• **WORK TO BE COMPLETED**: Copy, word for word, the lines of the entries below between the one with "target | aircraft nose" and the one with "target | yellow excavator", inclusive, and leave out everything else.

MATERIAL SUPPLIED below:

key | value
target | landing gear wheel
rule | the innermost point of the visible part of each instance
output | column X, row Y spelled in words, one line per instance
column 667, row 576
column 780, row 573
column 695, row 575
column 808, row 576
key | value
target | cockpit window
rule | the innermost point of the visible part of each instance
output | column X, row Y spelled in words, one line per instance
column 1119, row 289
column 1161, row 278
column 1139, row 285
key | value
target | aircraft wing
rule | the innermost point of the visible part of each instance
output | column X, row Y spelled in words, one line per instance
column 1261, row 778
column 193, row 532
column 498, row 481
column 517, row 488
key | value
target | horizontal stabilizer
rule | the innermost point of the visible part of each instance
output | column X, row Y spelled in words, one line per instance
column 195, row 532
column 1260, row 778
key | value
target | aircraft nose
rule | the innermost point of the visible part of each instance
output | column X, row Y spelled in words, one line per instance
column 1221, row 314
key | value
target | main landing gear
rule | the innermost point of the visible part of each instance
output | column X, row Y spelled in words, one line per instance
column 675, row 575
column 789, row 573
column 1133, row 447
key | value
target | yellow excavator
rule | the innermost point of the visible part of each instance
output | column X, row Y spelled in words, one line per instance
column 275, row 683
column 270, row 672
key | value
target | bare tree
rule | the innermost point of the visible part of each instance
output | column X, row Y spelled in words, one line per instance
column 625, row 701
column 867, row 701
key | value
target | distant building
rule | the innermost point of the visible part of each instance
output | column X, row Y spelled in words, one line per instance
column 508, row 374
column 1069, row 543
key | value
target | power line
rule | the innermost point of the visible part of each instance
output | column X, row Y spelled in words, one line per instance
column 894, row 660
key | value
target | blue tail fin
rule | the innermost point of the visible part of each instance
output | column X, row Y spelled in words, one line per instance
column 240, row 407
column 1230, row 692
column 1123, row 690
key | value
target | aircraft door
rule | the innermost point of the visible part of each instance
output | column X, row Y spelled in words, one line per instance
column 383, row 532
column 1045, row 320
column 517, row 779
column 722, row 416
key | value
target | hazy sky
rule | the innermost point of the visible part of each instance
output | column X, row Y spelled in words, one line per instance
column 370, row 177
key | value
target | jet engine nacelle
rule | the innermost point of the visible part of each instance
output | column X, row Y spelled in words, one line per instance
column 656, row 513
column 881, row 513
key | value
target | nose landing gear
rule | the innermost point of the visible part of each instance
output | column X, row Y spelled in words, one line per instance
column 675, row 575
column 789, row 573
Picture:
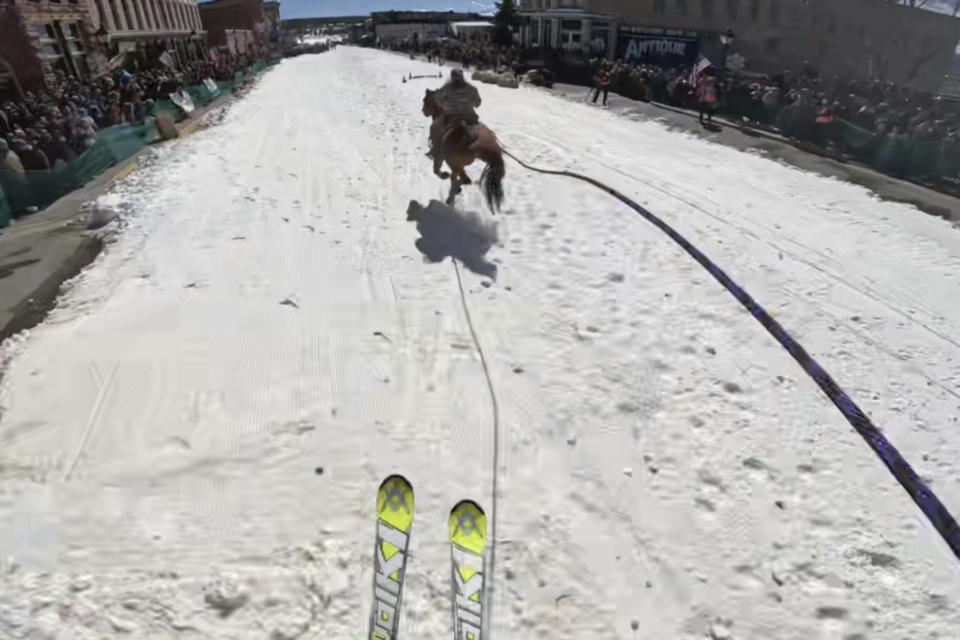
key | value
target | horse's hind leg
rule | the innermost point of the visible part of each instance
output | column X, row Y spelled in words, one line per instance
column 454, row 189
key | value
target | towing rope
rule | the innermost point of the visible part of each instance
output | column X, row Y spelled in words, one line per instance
column 922, row 495
column 488, row 608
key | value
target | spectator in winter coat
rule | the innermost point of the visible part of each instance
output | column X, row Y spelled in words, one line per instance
column 9, row 161
column 32, row 159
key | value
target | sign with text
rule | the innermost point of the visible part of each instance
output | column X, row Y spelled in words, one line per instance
column 659, row 49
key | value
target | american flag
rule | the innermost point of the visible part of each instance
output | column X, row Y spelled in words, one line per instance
column 703, row 63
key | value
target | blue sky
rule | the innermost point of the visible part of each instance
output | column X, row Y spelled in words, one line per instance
column 323, row 8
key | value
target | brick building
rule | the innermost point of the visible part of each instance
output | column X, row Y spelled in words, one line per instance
column 43, row 39
column 147, row 27
column 230, row 22
column 40, row 40
column 858, row 39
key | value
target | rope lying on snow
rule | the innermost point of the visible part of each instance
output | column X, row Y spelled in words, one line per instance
column 487, row 617
column 922, row 495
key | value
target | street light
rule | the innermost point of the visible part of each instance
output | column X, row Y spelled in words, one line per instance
column 728, row 37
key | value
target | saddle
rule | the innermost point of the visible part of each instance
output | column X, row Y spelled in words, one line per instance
column 463, row 128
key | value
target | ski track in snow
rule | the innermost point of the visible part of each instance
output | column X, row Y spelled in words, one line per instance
column 263, row 312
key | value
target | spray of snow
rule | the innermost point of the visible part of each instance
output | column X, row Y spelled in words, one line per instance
column 265, row 314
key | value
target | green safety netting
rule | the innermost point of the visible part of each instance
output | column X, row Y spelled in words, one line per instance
column 5, row 213
column 40, row 188
column 935, row 160
column 37, row 189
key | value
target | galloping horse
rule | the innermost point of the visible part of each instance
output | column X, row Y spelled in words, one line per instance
column 460, row 145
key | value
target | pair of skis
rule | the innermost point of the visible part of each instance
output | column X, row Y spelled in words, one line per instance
column 467, row 527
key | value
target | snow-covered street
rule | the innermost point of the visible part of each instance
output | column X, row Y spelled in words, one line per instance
column 191, row 443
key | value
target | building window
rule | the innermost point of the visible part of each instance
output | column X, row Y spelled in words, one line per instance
column 116, row 14
column 138, row 8
column 126, row 14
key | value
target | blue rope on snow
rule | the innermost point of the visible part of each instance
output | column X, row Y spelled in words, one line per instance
column 922, row 495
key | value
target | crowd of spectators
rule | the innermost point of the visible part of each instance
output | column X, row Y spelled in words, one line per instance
column 50, row 128
column 900, row 130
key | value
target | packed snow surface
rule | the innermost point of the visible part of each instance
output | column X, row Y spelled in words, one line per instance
column 191, row 443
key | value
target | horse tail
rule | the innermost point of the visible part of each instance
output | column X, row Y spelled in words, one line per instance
column 491, row 180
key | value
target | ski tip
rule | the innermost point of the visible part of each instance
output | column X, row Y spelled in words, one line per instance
column 395, row 502
column 468, row 526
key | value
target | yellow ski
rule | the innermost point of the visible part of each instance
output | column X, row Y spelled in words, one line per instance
column 394, row 520
column 468, row 540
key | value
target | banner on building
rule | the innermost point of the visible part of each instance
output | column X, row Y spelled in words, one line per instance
column 167, row 59
column 183, row 100
column 658, row 46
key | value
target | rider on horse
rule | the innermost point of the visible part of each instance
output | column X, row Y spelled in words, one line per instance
column 458, row 99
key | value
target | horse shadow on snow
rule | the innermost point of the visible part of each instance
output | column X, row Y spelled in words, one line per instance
column 449, row 232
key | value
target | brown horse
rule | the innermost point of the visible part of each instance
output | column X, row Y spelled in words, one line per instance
column 460, row 144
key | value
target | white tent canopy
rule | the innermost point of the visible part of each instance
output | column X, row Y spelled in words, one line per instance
column 464, row 28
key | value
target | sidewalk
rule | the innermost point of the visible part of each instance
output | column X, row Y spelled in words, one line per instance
column 735, row 135
column 41, row 251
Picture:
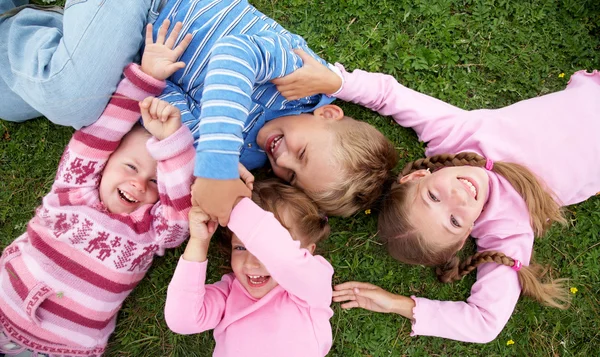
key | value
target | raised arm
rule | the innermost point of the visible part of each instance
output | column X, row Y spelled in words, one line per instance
column 301, row 274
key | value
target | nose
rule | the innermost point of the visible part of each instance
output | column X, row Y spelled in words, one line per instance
column 251, row 262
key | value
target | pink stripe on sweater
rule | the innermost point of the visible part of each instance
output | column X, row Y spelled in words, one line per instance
column 76, row 269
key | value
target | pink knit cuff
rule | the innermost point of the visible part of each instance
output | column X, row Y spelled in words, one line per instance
column 414, row 320
column 172, row 146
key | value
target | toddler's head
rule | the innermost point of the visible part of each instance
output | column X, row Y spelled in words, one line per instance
column 427, row 216
column 129, row 177
column 341, row 163
column 296, row 212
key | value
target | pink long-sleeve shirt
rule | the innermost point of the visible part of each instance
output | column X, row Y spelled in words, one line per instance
column 291, row 320
column 63, row 281
column 555, row 136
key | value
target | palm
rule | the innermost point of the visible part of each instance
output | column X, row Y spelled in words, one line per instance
column 160, row 58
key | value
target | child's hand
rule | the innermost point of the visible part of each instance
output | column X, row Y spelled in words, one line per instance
column 201, row 230
column 201, row 227
column 160, row 58
column 161, row 119
column 217, row 197
column 313, row 78
column 246, row 176
column 365, row 295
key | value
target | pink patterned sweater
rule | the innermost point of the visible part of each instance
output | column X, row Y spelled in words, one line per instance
column 63, row 281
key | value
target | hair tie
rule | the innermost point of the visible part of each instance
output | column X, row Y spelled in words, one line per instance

End of MATERIAL SUPPLIED.

• **SOLUTION**:
target | aircraft nose
rule | the innermost point of the visible part of each instance
output | column X, row Y spelled in words, one line per instance
column 1221, row 314
key | value
target | main landing gear
rule | the innermost point of the visible part of each instance
output | column X, row Y spelled in words, one line per instance
column 675, row 575
column 789, row 573
column 1133, row 447
key | value
target | yellow excavator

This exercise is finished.